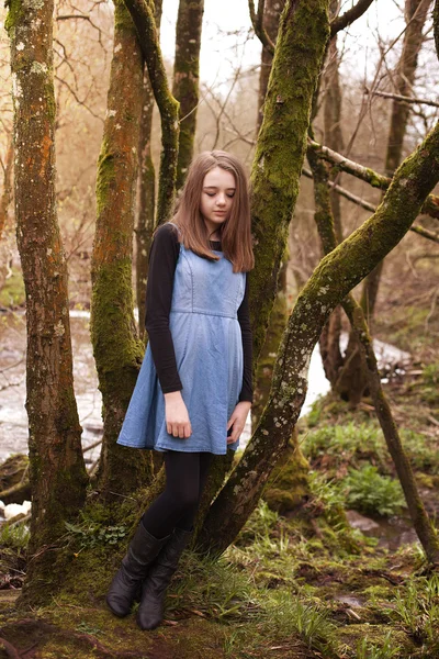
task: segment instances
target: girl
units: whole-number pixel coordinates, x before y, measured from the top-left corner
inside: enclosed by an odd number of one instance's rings
[[[191,164],[171,222],[155,232],[146,287],[148,346],[117,444],[164,453],[166,489],[143,515],[106,602],[137,623],[164,599],[213,455],[236,450],[252,403],[247,272],[254,268],[247,180],[222,150]]]

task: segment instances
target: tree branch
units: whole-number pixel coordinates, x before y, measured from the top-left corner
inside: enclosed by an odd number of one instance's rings
[[[306,169],[306,167],[304,167],[302,169],[302,174],[303,174],[303,176],[306,176],[306,178],[309,178],[309,179],[314,178],[312,171],[309,171],[309,169]],[[328,181],[327,185],[329,186],[329,188],[331,188],[334,190],[334,192],[337,192],[337,194],[340,194],[340,197],[345,197],[345,199],[348,199],[352,203],[356,203],[357,205],[361,206],[365,211],[370,211],[371,213],[374,213],[376,211],[376,206],[374,206],[373,203],[369,203],[369,201],[364,201],[364,199],[361,199],[361,197],[357,197],[357,194],[352,194],[352,192],[349,192],[349,190],[347,190],[346,188],[342,188],[341,186],[338,186],[337,183],[334,183],[333,181]],[[418,235],[423,236],[424,238],[427,238],[428,241],[432,241],[434,243],[439,243],[439,234],[434,233],[432,231],[428,231],[427,228],[424,228],[424,226],[414,224],[413,226],[410,226],[410,231],[417,233]]]
[[[378,174],[370,167],[364,167],[359,163],[354,163],[349,158],[345,158],[345,156],[342,156],[341,154],[338,154],[331,148],[323,146],[317,142],[313,142],[312,139],[309,139],[308,145],[314,150],[316,150],[322,158],[324,158],[328,163],[333,163],[333,165],[338,167],[338,169],[340,169],[341,171],[346,171],[347,174],[350,174],[351,176],[354,176],[361,179],[362,181],[365,181],[367,183],[372,186],[372,188],[386,190],[393,180],[389,176]],[[426,213],[427,215],[430,215],[436,220],[439,220],[439,197],[435,194],[429,194],[420,212]]]
[[[379,96],[383,99],[393,99],[394,101],[402,101],[404,103],[419,103],[420,105],[431,105],[432,108],[439,108],[437,101],[429,101],[428,99],[416,99],[412,97],[402,96],[399,93],[389,93],[386,91],[371,91],[368,87],[364,87],[364,92],[371,96]]]
[[[211,505],[203,549],[223,552],[255,510],[294,431],[306,396],[311,355],[325,323],[401,242],[438,181],[439,124],[397,169],[374,215],[325,256],[299,295],[279,348],[269,401],[240,461]]]
[[[270,55],[274,55],[274,44],[268,35],[267,30],[263,27],[263,8],[264,0],[259,0],[258,2],[258,13],[255,11],[255,2],[254,0],[248,0],[248,9],[250,11],[250,21],[254,26],[255,34],[259,38],[260,43]]]
[[[173,206],[180,103],[173,98],[168,86],[151,5],[146,0],[124,0],[124,2],[137,30],[138,42],[148,67],[149,80],[161,118],[161,155],[156,221],[156,224],[161,224],[169,217]]]

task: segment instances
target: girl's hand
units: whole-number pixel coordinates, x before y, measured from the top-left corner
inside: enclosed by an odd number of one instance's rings
[[[232,427],[232,434],[227,437],[227,444],[233,444],[243,433],[246,425],[247,416],[250,411],[250,401],[240,401],[232,413],[227,422],[227,431]]]
[[[189,421],[188,407],[183,401],[180,391],[165,393],[165,416],[166,429],[169,435],[184,439],[192,434],[191,422]]]

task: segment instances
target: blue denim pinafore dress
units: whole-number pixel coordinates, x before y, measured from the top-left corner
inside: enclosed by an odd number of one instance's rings
[[[237,310],[244,298],[246,272],[233,272],[223,253],[213,252],[219,260],[211,261],[180,244],[169,314],[192,434],[180,439],[167,432],[165,398],[148,343],[117,444],[216,455],[239,446],[239,437],[227,445],[227,421],[243,387]]]

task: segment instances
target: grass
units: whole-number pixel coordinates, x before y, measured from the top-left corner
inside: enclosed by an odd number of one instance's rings
[[[350,469],[344,488],[347,505],[361,513],[392,516],[405,505],[399,481],[381,476],[372,465]]]

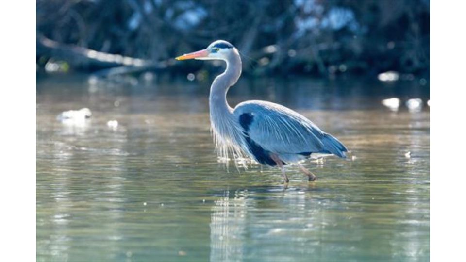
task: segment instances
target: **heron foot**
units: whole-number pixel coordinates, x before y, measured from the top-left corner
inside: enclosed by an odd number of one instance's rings
[[[316,180],[317,179],[317,177],[313,175],[313,176],[308,176],[309,178],[307,180],[308,181],[311,182],[312,181],[316,181]]]

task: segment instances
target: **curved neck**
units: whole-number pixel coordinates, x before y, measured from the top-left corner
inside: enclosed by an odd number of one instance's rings
[[[210,115],[231,113],[232,108],[227,102],[227,92],[230,86],[236,82],[241,74],[241,59],[236,49],[230,52],[225,60],[227,68],[222,74],[214,80],[210,87],[209,103]]]

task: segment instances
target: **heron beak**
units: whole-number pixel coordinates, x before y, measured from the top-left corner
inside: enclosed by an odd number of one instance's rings
[[[200,50],[200,51],[193,52],[192,53],[189,53],[189,54],[180,55],[175,58],[175,59],[177,60],[186,60],[187,59],[196,59],[199,57],[205,57],[208,55],[209,51],[206,49],[204,49],[204,50]]]

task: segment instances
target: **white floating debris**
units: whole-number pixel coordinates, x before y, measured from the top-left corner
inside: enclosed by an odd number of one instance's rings
[[[406,106],[411,113],[419,112],[422,110],[422,99],[411,98],[406,101]]]
[[[107,126],[114,130],[116,130],[118,128],[118,121],[116,120],[109,120],[107,122]]]
[[[275,53],[277,51],[277,46],[275,45],[267,46],[264,48],[264,51],[268,54]]]
[[[85,107],[79,110],[68,110],[62,112],[57,116],[57,120],[62,122],[79,122],[90,118],[92,115],[92,112],[90,109]]]
[[[396,81],[399,78],[399,73],[395,71],[387,71],[381,73],[377,76],[379,80],[382,82]]]
[[[186,78],[187,78],[188,80],[190,81],[194,81],[194,80],[196,79],[196,76],[194,75],[194,74],[190,73],[188,74],[188,75],[186,76]]]
[[[398,108],[399,107],[399,98],[391,98],[383,100],[382,104],[388,107],[390,110],[396,112],[398,111]]]

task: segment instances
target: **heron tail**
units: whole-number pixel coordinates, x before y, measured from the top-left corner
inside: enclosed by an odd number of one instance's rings
[[[348,151],[348,148],[334,136],[324,133],[324,137],[321,141],[324,144],[324,150],[342,158],[346,157],[345,152]]]

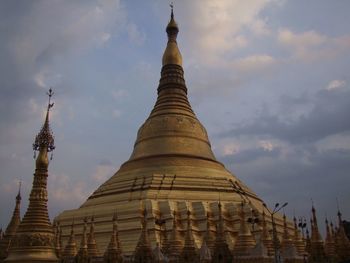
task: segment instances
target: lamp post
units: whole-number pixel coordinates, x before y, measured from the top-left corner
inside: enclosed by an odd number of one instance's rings
[[[280,211],[282,208],[286,207],[288,205],[288,203],[284,203],[282,206],[280,206],[279,203],[275,204],[275,207],[273,208],[272,211],[270,211],[267,208],[267,205],[264,203],[263,204],[264,207],[266,208],[266,210],[269,212],[269,214],[271,215],[271,222],[272,222],[272,240],[273,240],[273,248],[275,250],[275,263],[279,263],[280,262],[280,256],[279,256],[279,251],[278,251],[278,243],[277,243],[277,231],[276,231],[276,223],[275,223],[275,218],[274,215]]]
[[[303,220],[303,219],[304,219],[304,220]],[[302,235],[303,235],[303,242],[304,242],[304,245],[305,245],[304,228],[307,227],[305,217],[304,217],[304,218],[301,218],[301,217],[299,218],[298,227],[301,229],[301,233],[302,233]],[[304,251],[304,253],[303,253],[303,258],[304,258],[304,262],[306,262],[306,253],[305,253],[305,251]]]

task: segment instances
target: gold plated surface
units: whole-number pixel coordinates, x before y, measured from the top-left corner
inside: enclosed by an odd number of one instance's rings
[[[56,218],[62,228],[63,243],[69,239],[73,218],[80,238],[84,217],[94,215],[96,243],[100,252],[105,251],[111,237],[111,218],[117,211],[121,250],[124,255],[131,255],[142,231],[140,205],[145,204],[152,248],[165,240],[172,256],[179,256],[185,245],[187,213],[190,213],[196,248],[208,237],[207,245],[213,249],[218,233],[214,226],[221,220],[225,237],[217,244],[233,250],[241,225],[240,204],[244,202],[248,211],[254,209],[262,215],[265,209],[262,200],[216,160],[207,132],[192,110],[177,33],[172,14],[154,108],[137,133],[129,160],[80,208],[64,211]],[[220,211],[218,200],[222,205]],[[281,233],[283,220],[275,216]],[[159,218],[165,221],[162,228],[155,223]],[[212,224],[209,231],[207,218],[209,225]],[[271,225],[270,219],[266,222]],[[165,238],[161,229],[166,229]],[[177,250],[179,253],[175,255]]]

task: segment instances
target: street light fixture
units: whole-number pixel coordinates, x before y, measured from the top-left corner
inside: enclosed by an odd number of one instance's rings
[[[279,251],[278,251],[278,243],[277,243],[277,231],[276,231],[276,223],[275,223],[275,219],[274,219],[274,215],[279,212],[282,208],[286,207],[288,205],[288,203],[284,203],[282,206],[280,206],[279,203],[275,204],[274,209],[272,210],[272,212],[267,208],[267,205],[265,203],[263,203],[263,206],[266,208],[266,210],[269,212],[269,214],[271,215],[271,221],[272,221],[272,240],[273,240],[273,247],[275,250],[275,263],[279,263],[280,262],[280,256],[279,256]]]

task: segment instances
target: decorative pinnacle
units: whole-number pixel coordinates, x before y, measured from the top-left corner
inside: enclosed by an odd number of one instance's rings
[[[33,143],[34,158],[36,151],[46,149],[48,152],[52,152],[55,149],[55,141],[49,124],[49,112],[54,105],[54,103],[51,103],[51,97],[53,96],[54,92],[50,88],[49,92],[46,92],[46,94],[49,96],[49,103],[47,105],[47,112],[44,125],[42,126],[38,135],[35,137],[35,141]]]
[[[174,3],[173,2],[171,2],[170,8],[171,8],[171,18],[174,19]]]

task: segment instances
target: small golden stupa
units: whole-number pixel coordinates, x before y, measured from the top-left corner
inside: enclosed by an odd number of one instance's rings
[[[184,246],[189,249],[186,237],[190,235],[198,249],[207,239],[206,246],[212,257],[216,257],[218,251],[213,251],[213,239],[217,231],[222,232],[220,240],[233,251],[237,238],[242,239],[241,221],[245,220],[242,215],[254,209],[262,219],[263,211],[267,211],[263,201],[215,158],[207,132],[192,110],[173,10],[166,32],[168,42],[162,59],[158,98],[138,130],[134,150],[119,171],[78,209],[56,217],[62,229],[63,247],[71,238],[73,220],[75,236],[81,240],[84,218],[93,216],[94,238],[103,253],[111,238],[111,219],[117,212],[118,238],[124,255],[134,255],[142,229],[147,227],[152,249],[161,244],[166,250],[169,244],[176,243],[180,253]],[[146,214],[142,220],[141,204]],[[275,215],[275,221],[278,232],[282,233],[283,219],[279,214]],[[265,218],[265,224],[271,226],[270,218]],[[292,233],[292,224],[288,225]],[[244,227],[244,235],[250,233],[249,227]],[[236,247],[243,251],[242,246],[247,243],[247,249],[251,249],[255,244],[254,234],[249,234],[249,242],[239,242]],[[171,253],[175,253],[175,247],[171,247]]]
[[[4,262],[49,263],[58,262],[54,228],[47,209],[48,152],[55,149],[49,124],[52,90],[48,92],[49,103],[43,127],[33,143],[34,152],[39,152],[35,162],[33,187],[29,196],[28,209],[11,240],[8,256]]]

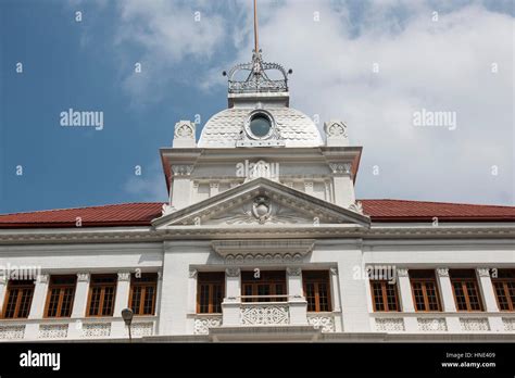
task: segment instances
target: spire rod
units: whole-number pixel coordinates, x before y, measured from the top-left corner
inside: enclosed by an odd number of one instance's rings
[[[258,37],[258,1],[254,0],[254,51],[259,52],[259,37]]]

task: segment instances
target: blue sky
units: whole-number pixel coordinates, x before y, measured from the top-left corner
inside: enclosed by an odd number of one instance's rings
[[[250,59],[250,5],[1,0],[0,213],[164,202],[159,148],[177,121],[199,114],[200,131],[226,108],[221,72]],[[261,1],[261,41],[293,68],[291,105],[364,146],[360,198],[513,204],[510,7]],[[102,111],[103,129],[61,127],[70,108]],[[423,108],[455,111],[457,129],[414,127]]]

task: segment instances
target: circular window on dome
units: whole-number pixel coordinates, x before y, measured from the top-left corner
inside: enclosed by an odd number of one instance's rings
[[[247,134],[252,139],[267,139],[274,131],[274,119],[263,110],[251,113],[246,124]]]
[[[265,114],[256,113],[250,118],[250,130],[258,138],[267,136],[271,129],[272,122]]]

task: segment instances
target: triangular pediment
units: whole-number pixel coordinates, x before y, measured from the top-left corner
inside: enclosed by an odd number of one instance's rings
[[[156,228],[172,226],[368,226],[369,218],[313,196],[256,178],[212,198],[152,220]]]

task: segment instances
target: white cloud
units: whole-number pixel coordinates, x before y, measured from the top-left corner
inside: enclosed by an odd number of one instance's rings
[[[180,80],[171,71],[179,62],[203,64],[202,89],[222,84],[230,64],[210,58],[227,43],[235,62],[250,60],[251,2],[213,3],[118,3],[116,48],[141,49],[152,67],[126,77],[134,98],[159,99],[172,77]],[[344,119],[351,142],[364,146],[360,197],[513,204],[514,18],[477,3],[428,3],[260,2],[260,45],[265,60],[293,68],[292,106]],[[197,9],[201,23],[192,22]],[[456,112],[457,129],[414,127],[423,108]]]
[[[513,17],[472,5],[435,23],[418,3],[400,22],[369,7],[357,36],[327,2],[289,2],[262,24],[265,58],[294,70],[292,106],[347,121],[364,146],[360,197],[513,203]],[[414,127],[422,108],[456,112],[457,129]]]

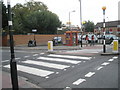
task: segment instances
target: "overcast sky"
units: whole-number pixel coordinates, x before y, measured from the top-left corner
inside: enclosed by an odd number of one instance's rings
[[[24,4],[29,0],[11,0],[11,5],[16,3]],[[71,12],[70,21],[73,25],[80,25],[80,2],[79,0],[35,0],[41,1],[47,5],[48,9],[59,16],[60,21],[66,24],[69,21],[69,12]],[[103,21],[102,7],[106,6],[106,21],[118,20],[118,2],[120,0],[81,0],[82,1],[82,21]],[[7,3],[7,0],[4,0]]]

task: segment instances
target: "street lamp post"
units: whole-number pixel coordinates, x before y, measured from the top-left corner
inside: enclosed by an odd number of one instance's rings
[[[71,11],[71,12],[75,12],[75,10],[73,10],[73,11]],[[70,13],[71,12],[69,12],[69,29],[71,30],[71,22],[70,22]]]
[[[10,0],[7,0],[7,4],[8,4],[8,29],[9,29],[9,37],[10,37],[10,51],[11,51],[11,59],[10,59],[11,82],[12,82],[13,90],[18,90],[18,75],[17,75],[17,65],[14,54]]]
[[[81,32],[82,32],[82,7],[81,7],[81,0],[80,2],[80,26],[81,26]],[[82,35],[81,35],[81,47],[82,47]]]
[[[34,33],[34,44],[35,44],[35,46],[36,46],[35,33],[37,32],[37,29],[33,29],[32,32]]]
[[[102,7],[103,10],[103,32],[104,32],[104,42],[103,42],[103,53],[106,53],[106,45],[105,45],[105,10],[106,7]]]

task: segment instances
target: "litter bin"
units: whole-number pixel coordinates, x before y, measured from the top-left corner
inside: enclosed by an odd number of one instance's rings
[[[36,41],[35,40],[29,40],[28,41],[28,47],[35,47],[36,46]]]

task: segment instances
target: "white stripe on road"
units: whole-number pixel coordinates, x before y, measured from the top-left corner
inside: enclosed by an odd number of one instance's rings
[[[113,59],[117,59],[118,57],[113,57]]]
[[[24,56],[24,58],[28,58],[28,57],[30,57],[30,56]]]
[[[40,53],[40,55],[43,55],[43,54],[45,54],[45,53]]]
[[[85,82],[86,80],[85,79],[78,79],[77,81],[73,82],[74,85],[79,85],[80,83],[82,82]]]
[[[104,62],[103,64],[101,64],[101,65],[104,65],[104,66],[106,66],[106,65],[108,65],[108,64],[110,64],[109,62]]]
[[[19,60],[20,58],[15,58],[15,60]]]
[[[38,56],[38,54],[34,54],[33,56]]]
[[[112,62],[112,61],[114,61],[114,59],[109,59],[108,61]]]
[[[89,72],[88,74],[85,75],[85,77],[92,77],[95,74],[95,72]]]
[[[5,68],[10,68],[10,65],[4,66]],[[54,72],[52,71],[47,71],[47,70],[42,70],[42,69],[37,69],[37,68],[32,68],[32,67],[27,67],[23,65],[17,65],[17,70],[22,71],[25,73],[41,76],[41,77],[46,77]]]
[[[45,66],[45,67],[50,67],[50,68],[55,68],[55,69],[64,69],[64,68],[70,67],[67,65],[52,64],[52,63],[41,62],[41,61],[32,61],[32,60],[23,61],[23,63]]]
[[[100,70],[100,69],[102,69],[102,68],[103,68],[102,66],[101,66],[101,67],[98,67],[97,70]]]
[[[15,58],[15,60],[19,60],[20,58]],[[4,62],[10,62],[10,60],[4,60],[4,61],[1,61],[2,63]]]
[[[48,57],[39,57],[37,59],[42,59],[42,60],[48,60],[48,61],[56,61],[56,62],[65,62],[65,63],[72,63],[72,64],[78,64],[81,61],[73,61],[73,60],[68,60],[68,59],[60,59],[60,58],[48,58]]]
[[[3,63],[3,62],[8,62],[8,61],[10,61],[10,60],[4,60],[4,61],[1,61],[1,62]]]
[[[48,56],[52,57],[62,57],[62,58],[71,58],[71,59],[84,59],[84,60],[90,60],[92,57],[82,57],[82,56],[69,56],[69,55],[55,55],[55,54],[50,54]]]

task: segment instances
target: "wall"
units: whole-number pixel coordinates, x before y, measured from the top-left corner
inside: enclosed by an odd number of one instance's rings
[[[65,42],[65,35],[35,35],[37,45],[47,45],[48,41],[51,41],[53,37],[62,37],[63,42]],[[14,45],[21,46],[27,45],[28,41],[34,39],[34,35],[14,35]],[[9,45],[9,36],[7,36],[7,43],[3,41],[4,44]]]

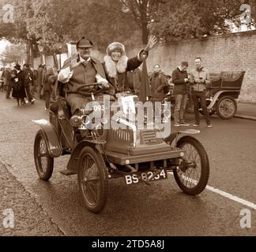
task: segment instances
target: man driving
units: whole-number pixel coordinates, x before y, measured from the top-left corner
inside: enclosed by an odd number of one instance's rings
[[[72,115],[89,102],[92,91],[113,94],[114,88],[106,80],[102,64],[91,56],[92,43],[81,38],[77,43],[77,57],[66,60],[58,76],[58,80],[67,83],[66,101],[71,107]],[[89,86],[93,83],[100,86]]]

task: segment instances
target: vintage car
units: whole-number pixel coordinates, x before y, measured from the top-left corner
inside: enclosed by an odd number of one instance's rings
[[[41,128],[34,143],[40,178],[47,181],[53,172],[55,158],[70,155],[67,169],[62,173],[77,175],[81,198],[86,208],[94,213],[104,208],[108,180],[115,178],[123,177],[124,183],[129,186],[150,184],[174,176],[185,193],[200,194],[208,183],[209,159],[201,143],[188,135],[198,131],[172,132],[168,137],[159,137],[157,134],[162,132],[155,123],[150,122],[150,128],[149,123],[143,120],[144,126],[138,125],[137,111],[134,109],[137,101],[137,97],[132,94],[118,94],[115,98],[111,98],[111,104],[115,102],[121,108],[118,116],[103,116],[96,127],[90,127],[92,113],[100,111],[104,115],[110,110],[103,105],[100,95],[92,92],[92,102],[96,103],[91,111],[81,108],[80,115],[71,117],[65,98],[59,98],[51,106],[49,121],[34,120]],[[127,104],[130,109],[127,109]],[[135,119],[128,120],[127,114],[133,114]],[[120,128],[105,129],[109,121]]]
[[[209,72],[212,83],[208,87],[206,101],[210,115],[216,113],[221,119],[235,116],[244,74],[244,71]]]
[[[209,72],[211,84],[207,87],[206,103],[210,116],[216,113],[221,119],[231,119],[235,116],[244,74],[244,71]],[[166,100],[171,101],[173,113],[175,104],[173,87],[170,89]],[[194,113],[191,87],[188,88],[186,110],[187,113]],[[201,109],[200,113],[202,114]]]

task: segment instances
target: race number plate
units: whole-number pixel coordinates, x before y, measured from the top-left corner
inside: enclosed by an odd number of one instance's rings
[[[125,176],[125,181],[127,185],[132,183],[138,183],[143,181],[151,182],[161,180],[166,180],[168,178],[168,172],[164,169],[160,170],[159,174],[154,176],[155,172],[136,172],[134,174],[129,174]],[[154,177],[153,177],[154,176]]]

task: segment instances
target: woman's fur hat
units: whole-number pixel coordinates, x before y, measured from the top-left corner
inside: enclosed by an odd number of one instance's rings
[[[119,50],[122,56],[118,62],[113,61],[111,55],[115,50]],[[111,43],[107,48],[107,55],[104,57],[104,63],[107,73],[110,77],[116,78],[117,74],[123,73],[127,69],[128,57],[126,54],[126,50],[123,44],[119,42]]]

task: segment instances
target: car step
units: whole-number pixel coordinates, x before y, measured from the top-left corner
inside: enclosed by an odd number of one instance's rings
[[[71,175],[77,174],[77,172],[68,169],[60,171],[59,172],[65,176],[71,176]]]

**Written problem:**
How many lines of the entries above contain the string "post"? Reply with the number alone.

**Answer for this exercise:**
2